▶ **Point placement data**
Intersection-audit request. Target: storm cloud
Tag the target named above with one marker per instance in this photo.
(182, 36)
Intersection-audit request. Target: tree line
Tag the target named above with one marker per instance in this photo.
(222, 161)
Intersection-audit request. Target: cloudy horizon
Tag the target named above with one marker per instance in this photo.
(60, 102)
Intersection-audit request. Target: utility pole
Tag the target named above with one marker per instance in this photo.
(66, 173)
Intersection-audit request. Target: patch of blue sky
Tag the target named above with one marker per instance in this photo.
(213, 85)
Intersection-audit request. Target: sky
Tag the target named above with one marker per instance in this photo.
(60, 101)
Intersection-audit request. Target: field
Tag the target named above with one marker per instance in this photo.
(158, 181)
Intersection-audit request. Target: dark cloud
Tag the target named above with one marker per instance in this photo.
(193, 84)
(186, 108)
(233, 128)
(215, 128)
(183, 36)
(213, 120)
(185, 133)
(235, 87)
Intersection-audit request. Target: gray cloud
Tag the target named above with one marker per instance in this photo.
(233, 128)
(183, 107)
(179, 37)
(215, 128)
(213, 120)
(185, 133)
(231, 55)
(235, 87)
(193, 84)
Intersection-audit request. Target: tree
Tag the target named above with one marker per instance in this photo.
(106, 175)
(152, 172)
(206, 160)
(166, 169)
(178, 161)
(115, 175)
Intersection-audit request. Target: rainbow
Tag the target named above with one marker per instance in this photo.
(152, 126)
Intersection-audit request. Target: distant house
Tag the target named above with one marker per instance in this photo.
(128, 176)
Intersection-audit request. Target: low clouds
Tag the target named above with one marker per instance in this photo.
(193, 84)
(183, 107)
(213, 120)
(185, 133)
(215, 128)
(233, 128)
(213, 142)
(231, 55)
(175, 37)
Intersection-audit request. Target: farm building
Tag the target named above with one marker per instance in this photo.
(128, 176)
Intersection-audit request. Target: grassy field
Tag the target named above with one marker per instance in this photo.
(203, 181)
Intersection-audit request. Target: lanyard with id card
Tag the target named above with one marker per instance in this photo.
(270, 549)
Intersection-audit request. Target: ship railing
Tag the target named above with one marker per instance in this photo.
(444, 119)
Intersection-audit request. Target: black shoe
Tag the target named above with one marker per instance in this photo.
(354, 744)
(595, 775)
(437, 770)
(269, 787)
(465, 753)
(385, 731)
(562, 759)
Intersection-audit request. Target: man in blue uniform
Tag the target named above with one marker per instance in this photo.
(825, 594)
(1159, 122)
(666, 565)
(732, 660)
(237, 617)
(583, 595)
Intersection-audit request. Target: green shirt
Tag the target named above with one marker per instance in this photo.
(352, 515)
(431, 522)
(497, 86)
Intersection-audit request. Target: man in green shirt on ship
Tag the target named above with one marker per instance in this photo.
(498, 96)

▶ **PROBLEM DESCRIPTION**
Rewrite all of the data above with "marker" changed to "point" wherever it appears, keeping everything else unchanged.

▶ **SOLVED EXERCISE**
Intersection-audit request. Target: storm cloud
Tag the target named above with one point per instance in this photo.
(182, 36)
Intersection-audit request. Target: tree line
Tag the target named above with one point per instance in this photo.
(222, 161)
Intersection-audit request. Target: cloudy horizon
Tag the target named above with one point per instance in this photo.
(60, 102)
Intersection-audit request. Target: utility pole
Tag the target named above with one point per instance in this photo.
(66, 173)
Intersection-audit request. Target: patch of blue sky
Tag the target named above with one point per instance in this photo.
(213, 85)
Intersection-audit request. Target: sky
Tag the target named above with one point per instance in this photo.
(60, 101)
Intersection-audit request. Target: field
Tag the target named above with one point per instance in this photo.
(158, 181)
Intersection-audit request. Target: dark cloud
Tag the target named above with one point per instance in this photo.
(193, 84)
(186, 108)
(233, 128)
(215, 128)
(183, 36)
(213, 120)
(185, 133)
(235, 87)
Intersection-audit request. Target: gray cloud
Tag the target named above with one point per instance in this photo.
(233, 128)
(183, 107)
(179, 37)
(215, 128)
(213, 120)
(185, 133)
(231, 55)
(235, 87)
(193, 84)
Intersection-audit request. Target: tree
Tag the target named above with one point per instance in this photo.
(106, 175)
(152, 172)
(206, 160)
(166, 169)
(178, 161)
(115, 175)
Intersection-audit request. Target: rainbow
Tag the target named above with one point per instance in this photo.
(152, 126)
Intersection-audit request. Target: distant house
Tag the target named above with one point per instance in this photo.
(128, 176)
Intersection-audit request. Target: low clouds
Tag the target named above with one point per instance in this photo.
(193, 84)
(183, 107)
(213, 120)
(185, 133)
(215, 128)
(233, 128)
(213, 142)
(231, 55)
(175, 37)
Intersection-audit request. Target: farm building
Tag the target named above with one point per instance in this photo.
(128, 176)
Intersection-audit request. Target: grassy field
Tag the target named above with one point per instance in this photo.
(203, 181)
Intersection-audit request. Target: lanyard with id card
Tag the target named above with one point per instance in this photo.
(270, 549)
Intersection-audit request. Target: ship railing
Tag the target named above with one point per instance in this photo.
(444, 119)
Intersection-audit request. Target: black shoe
Tag the target named above with one point per instance in this photo.
(354, 744)
(595, 775)
(437, 770)
(269, 787)
(465, 753)
(385, 731)
(562, 759)
Intersection-audit request. Target: man in blue uniform
Tag the target named above with one point per instance in this photo.
(825, 594)
(1159, 122)
(666, 565)
(732, 660)
(237, 617)
(583, 595)
Intersection-audit request. Target: green shirt
Tag the target named above with one point per instance in this photo.
(352, 515)
(431, 522)
(497, 86)
Intersection-audit request. Target: man in green shirt on ship
Tag the target named above with one point per instance in this photo.
(498, 96)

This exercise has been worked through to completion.